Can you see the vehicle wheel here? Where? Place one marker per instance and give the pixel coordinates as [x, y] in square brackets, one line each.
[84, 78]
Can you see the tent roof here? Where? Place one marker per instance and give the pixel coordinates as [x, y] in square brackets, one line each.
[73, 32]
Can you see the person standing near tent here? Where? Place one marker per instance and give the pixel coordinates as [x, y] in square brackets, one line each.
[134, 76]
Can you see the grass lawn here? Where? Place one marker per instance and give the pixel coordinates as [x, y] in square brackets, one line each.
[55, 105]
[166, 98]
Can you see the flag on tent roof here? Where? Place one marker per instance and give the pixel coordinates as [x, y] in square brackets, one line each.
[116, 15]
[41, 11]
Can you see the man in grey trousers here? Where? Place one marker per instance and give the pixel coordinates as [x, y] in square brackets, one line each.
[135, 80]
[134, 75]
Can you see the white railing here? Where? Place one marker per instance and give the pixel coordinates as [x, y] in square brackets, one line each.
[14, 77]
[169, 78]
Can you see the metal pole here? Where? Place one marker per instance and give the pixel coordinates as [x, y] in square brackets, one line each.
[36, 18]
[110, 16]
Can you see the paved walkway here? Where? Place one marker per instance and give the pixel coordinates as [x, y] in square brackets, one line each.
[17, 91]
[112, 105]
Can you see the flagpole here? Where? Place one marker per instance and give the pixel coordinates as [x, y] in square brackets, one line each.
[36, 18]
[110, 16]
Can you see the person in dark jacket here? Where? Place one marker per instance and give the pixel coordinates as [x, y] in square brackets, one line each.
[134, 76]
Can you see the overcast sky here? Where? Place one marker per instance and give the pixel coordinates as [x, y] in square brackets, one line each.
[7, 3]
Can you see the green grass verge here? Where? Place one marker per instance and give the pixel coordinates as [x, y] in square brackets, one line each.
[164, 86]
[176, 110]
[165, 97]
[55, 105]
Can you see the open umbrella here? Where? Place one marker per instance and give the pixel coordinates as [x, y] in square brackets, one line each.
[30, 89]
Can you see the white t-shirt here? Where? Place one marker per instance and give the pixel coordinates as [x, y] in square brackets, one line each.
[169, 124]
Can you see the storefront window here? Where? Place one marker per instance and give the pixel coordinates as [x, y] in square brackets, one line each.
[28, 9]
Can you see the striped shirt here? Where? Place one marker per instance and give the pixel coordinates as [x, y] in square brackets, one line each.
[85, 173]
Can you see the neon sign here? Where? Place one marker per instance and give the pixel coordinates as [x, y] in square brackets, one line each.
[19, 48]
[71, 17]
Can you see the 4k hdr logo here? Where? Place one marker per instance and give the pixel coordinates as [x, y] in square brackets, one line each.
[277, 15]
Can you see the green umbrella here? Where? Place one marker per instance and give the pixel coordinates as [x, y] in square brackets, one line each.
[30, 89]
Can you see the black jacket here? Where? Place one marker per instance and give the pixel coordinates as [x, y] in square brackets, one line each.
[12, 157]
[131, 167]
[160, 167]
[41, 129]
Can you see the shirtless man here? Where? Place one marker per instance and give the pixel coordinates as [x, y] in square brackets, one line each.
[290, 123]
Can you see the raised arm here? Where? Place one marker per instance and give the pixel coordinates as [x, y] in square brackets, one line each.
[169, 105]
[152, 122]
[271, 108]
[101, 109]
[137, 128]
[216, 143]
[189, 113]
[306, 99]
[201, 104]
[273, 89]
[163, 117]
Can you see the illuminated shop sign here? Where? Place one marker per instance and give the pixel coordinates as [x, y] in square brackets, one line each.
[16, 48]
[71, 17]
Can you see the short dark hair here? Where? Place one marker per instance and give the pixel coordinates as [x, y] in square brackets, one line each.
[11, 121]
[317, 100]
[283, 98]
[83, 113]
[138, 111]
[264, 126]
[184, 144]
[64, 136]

SHORT EXERCISE:
Convert the lines above into a two-column CSV with the header "request" and "answer", one row per request. Put each request's text and its answer in a single quoted field, with line breaks replaced by spaces.

WRITTEN RESPONSE:
request,answer
"Can you see the vehicle wheel here? Where? Place one marker per instance and give the pixel coordinates as [x, y] in square brackets, one line each.","[84, 78]"
"Can you see the tent roof here? Where? Place one marker per instance and give the pixel coordinates as [x, y] in square brackets, one line each.","[73, 32]"
"Can you see the person standing near tent here? Where? Place one marker per instance and give the pixel coordinates as [x, y] in square brackets, one line each.","[134, 76]"
"Can you see the grass lawn here? Where? Place one marker per instance and give the pixel coordinates as [x, y] in square brackets, one line each.","[55, 105] [166, 98]"
"Can you see the flag on tent roof here? Where? Place one marker per instance and give the pixel coordinates as [x, y] in square brackets, one line each.","[116, 15] [41, 11]"
"Can you see the man in grey trousers here? Where? Place one marker per instance and give the pixel coordinates as [x, y] in square brackets, one line each.","[135, 80] [134, 75]"
"Can you see the white railing here? Where? Place one marker per instance and give the pixel coordinates as [x, y] in square brackets, one line each.","[14, 77] [169, 78]"
"Can you see the metal pole here? Where? Place one marker per instance and give the pixel coordinates as [x, y] in square brackets, one line each.","[36, 18] [110, 16]"
"Can you see the paved walkway here? Where? Place one marker per instance and give the pixel coordinates as [x, y] in square brackets, one line each.","[17, 91] [112, 105]"
"Can you see the flagpole here? Where? Place one marker per instance and give the pixel coordinates as [x, y] in square brackets, one line each.","[36, 18] [110, 16]"
"Can you see the person in dark jacket here? Where? Place one marker per instance and give the pixel coordinates as [x, y] in square brackets, one line each.","[134, 76]"
"Can you see the overcast sky here? Where? Place one marker per instance and give the pixel coordinates as [x, y] in square brackets, one line each.","[7, 3]"
"Can you see the green grass verge here? Where? Place one marker per instance and give the pixel coordinates as [x, y] in square brackets, one line each.","[164, 86] [176, 110] [165, 97] [55, 105]"
"Can you see the open umbrella here? Where? Place one marker per instance and give the pixel coordinates as [x, y] in square brackets, one line each.","[30, 89]"
"Can you see the white t-shirt here? Where? Place one marker per instance and give the pixel coordinates as [x, y] in square brackets, one line each.","[169, 124]"
"Can you see the storefront window here? Where? Place one marker per instance and give the pixel coordinates as [x, y] in square brackets, one line each.","[28, 9]"
"Can you see the striped shirt here? Where? Place one marker per instance and give the pixel coordinates as [x, y] in square brackets, one line each.","[85, 173]"
"Can you see the neon sign here? Where? Place one marker per instance and give the pixel coordinates as [x, y] in square brackets, one line each.","[19, 48] [71, 17]"
"Can you see the 4k hdr logo here? Where? Place one marker per instance and give the pixel coordinates as [x, y] in square brackets, one line each.","[277, 15]"
"Can you see the green umbrella here? Where? Place one marker per instance and give the pixel coordinates as [x, y] in square brackets, one line each.","[30, 89]"
"Can you see the black jacket here? Where? Place one marker per instance and give the pixel coordinates as [x, y] in square brackets, one line each.","[12, 157] [131, 167] [160, 167] [41, 129]"
"Can you see the shirtless man here? Where? Place one marker per instance and give the pixel coordinates as [x, y] in square brackets, one line each.","[290, 123]"
"Can you see the raised arm here? Where? Place one marker per instance and give the pixel coordinates as [x, y] in square brackets, one line each.","[169, 105] [152, 122] [271, 108] [101, 109] [137, 128] [216, 143] [189, 113] [306, 99] [201, 104] [273, 89] [163, 117]"
"Can you see the illuminated shop sign here? Where? Place one marker per instance and give the pixel coordinates as [x, y] in square brackets, one line each.","[16, 48] [71, 17]"
"Can you see the short dark hair here? Where? Place one marker per instance and give the pixel coordinates as [x, y] in square brackets, one line each.","[11, 121] [317, 100] [283, 98] [83, 113] [138, 111] [264, 126] [184, 144] [64, 136]"